[What to produce]: Please output exactly the part of the records below that opens with the line containing "Target: woman in long dress" and closes with the line containing "The component shall locate one point per instance of the shadow", both lines included, and nothing else.

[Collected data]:
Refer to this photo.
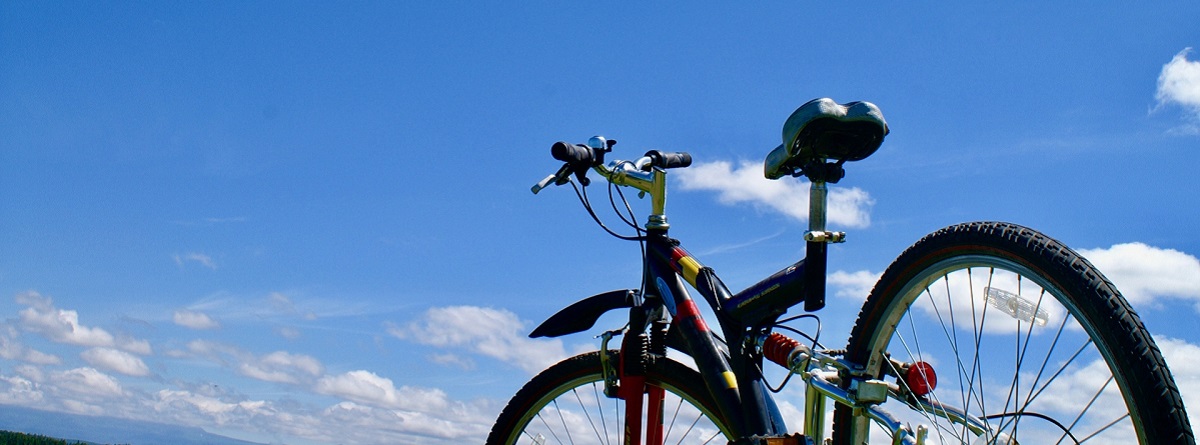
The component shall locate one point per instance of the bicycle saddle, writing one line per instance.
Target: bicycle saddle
(823, 130)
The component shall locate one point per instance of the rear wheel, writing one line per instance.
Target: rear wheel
(1025, 336)
(567, 404)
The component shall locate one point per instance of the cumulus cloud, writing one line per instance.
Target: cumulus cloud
(1183, 359)
(117, 361)
(1146, 274)
(58, 325)
(12, 349)
(88, 383)
(745, 184)
(192, 319)
(276, 367)
(367, 388)
(487, 331)
(1180, 84)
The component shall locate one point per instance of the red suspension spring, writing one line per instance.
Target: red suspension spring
(778, 348)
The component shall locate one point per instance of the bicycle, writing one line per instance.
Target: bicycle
(981, 332)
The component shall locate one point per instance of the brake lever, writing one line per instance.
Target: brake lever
(558, 179)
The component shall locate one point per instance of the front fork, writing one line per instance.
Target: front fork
(625, 379)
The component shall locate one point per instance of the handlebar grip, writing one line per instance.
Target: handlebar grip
(573, 154)
(669, 158)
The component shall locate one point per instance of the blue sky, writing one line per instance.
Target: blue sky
(300, 222)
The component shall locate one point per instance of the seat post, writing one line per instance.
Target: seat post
(819, 238)
(815, 259)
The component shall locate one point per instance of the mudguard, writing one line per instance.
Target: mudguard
(583, 314)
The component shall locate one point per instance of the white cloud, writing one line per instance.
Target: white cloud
(1146, 274)
(195, 257)
(853, 284)
(21, 391)
(492, 332)
(192, 319)
(276, 367)
(745, 184)
(367, 388)
(63, 326)
(87, 382)
(1180, 84)
(1183, 359)
(115, 360)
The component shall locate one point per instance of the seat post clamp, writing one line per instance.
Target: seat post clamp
(825, 236)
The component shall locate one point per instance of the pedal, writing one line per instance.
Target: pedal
(870, 391)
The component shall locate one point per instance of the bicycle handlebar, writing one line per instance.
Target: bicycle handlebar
(577, 158)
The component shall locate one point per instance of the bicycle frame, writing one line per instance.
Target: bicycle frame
(731, 373)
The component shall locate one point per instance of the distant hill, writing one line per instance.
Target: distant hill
(73, 428)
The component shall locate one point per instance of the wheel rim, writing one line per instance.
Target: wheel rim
(1038, 367)
(577, 412)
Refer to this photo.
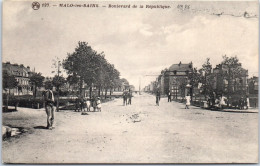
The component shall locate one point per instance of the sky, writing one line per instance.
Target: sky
(139, 42)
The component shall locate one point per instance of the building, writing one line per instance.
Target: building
(253, 85)
(177, 79)
(21, 74)
(226, 83)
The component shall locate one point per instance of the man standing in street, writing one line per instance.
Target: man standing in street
(158, 97)
(49, 104)
(125, 97)
(169, 96)
(129, 97)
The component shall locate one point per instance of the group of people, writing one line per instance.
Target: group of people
(81, 104)
(127, 97)
(221, 101)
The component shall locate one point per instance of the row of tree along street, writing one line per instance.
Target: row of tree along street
(88, 73)
(227, 79)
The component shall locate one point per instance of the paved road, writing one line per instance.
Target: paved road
(139, 133)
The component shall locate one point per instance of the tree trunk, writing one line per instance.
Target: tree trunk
(99, 90)
(58, 104)
(105, 93)
(80, 86)
(90, 92)
(7, 99)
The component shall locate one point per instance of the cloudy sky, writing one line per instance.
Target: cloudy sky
(138, 42)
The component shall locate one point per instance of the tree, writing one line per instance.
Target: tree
(90, 68)
(58, 81)
(233, 70)
(9, 82)
(207, 78)
(84, 63)
(48, 84)
(36, 80)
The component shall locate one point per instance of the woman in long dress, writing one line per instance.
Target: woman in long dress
(187, 101)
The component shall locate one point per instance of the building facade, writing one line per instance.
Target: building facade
(21, 74)
(178, 79)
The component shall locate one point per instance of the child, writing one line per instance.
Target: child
(99, 104)
(187, 101)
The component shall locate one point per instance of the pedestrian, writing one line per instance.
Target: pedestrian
(49, 104)
(241, 103)
(129, 97)
(158, 97)
(125, 98)
(169, 96)
(222, 102)
(187, 101)
(247, 102)
(94, 102)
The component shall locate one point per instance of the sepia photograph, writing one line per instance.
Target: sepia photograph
(130, 82)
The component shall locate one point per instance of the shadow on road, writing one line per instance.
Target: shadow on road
(40, 127)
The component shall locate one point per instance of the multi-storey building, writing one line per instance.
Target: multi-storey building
(21, 74)
(226, 82)
(178, 79)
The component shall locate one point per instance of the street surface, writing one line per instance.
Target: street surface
(138, 133)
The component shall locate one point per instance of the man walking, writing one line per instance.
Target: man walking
(169, 96)
(49, 103)
(187, 101)
(129, 97)
(125, 97)
(158, 97)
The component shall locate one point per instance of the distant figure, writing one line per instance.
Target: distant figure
(49, 103)
(94, 102)
(187, 101)
(247, 102)
(169, 96)
(88, 104)
(125, 97)
(82, 103)
(98, 104)
(241, 103)
(158, 97)
(129, 96)
(77, 105)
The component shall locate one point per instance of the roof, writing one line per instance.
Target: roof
(14, 69)
(181, 67)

[Result of the exercise]:
Target: woman in long dress
(187, 101)
The component shall locate one point per instance of the building facade, writing one line per instance.
Target: building facade
(21, 74)
(178, 79)
The component shall locate one point per instance of the child, writing one line per instance.
Target: child
(99, 104)
(187, 101)
The component shall locate one point per instance of the pedestrian, writing one line per instance.
Target: pedestrian
(49, 104)
(241, 103)
(129, 97)
(158, 97)
(125, 98)
(169, 96)
(222, 102)
(187, 101)
(247, 102)
(94, 102)
The component shall locate one point per instance of the sepia photograph, writing one line per instance.
Target: sepia photograph
(130, 82)
The component shall locate one point per instance of the shadow on road, writing one line per instance.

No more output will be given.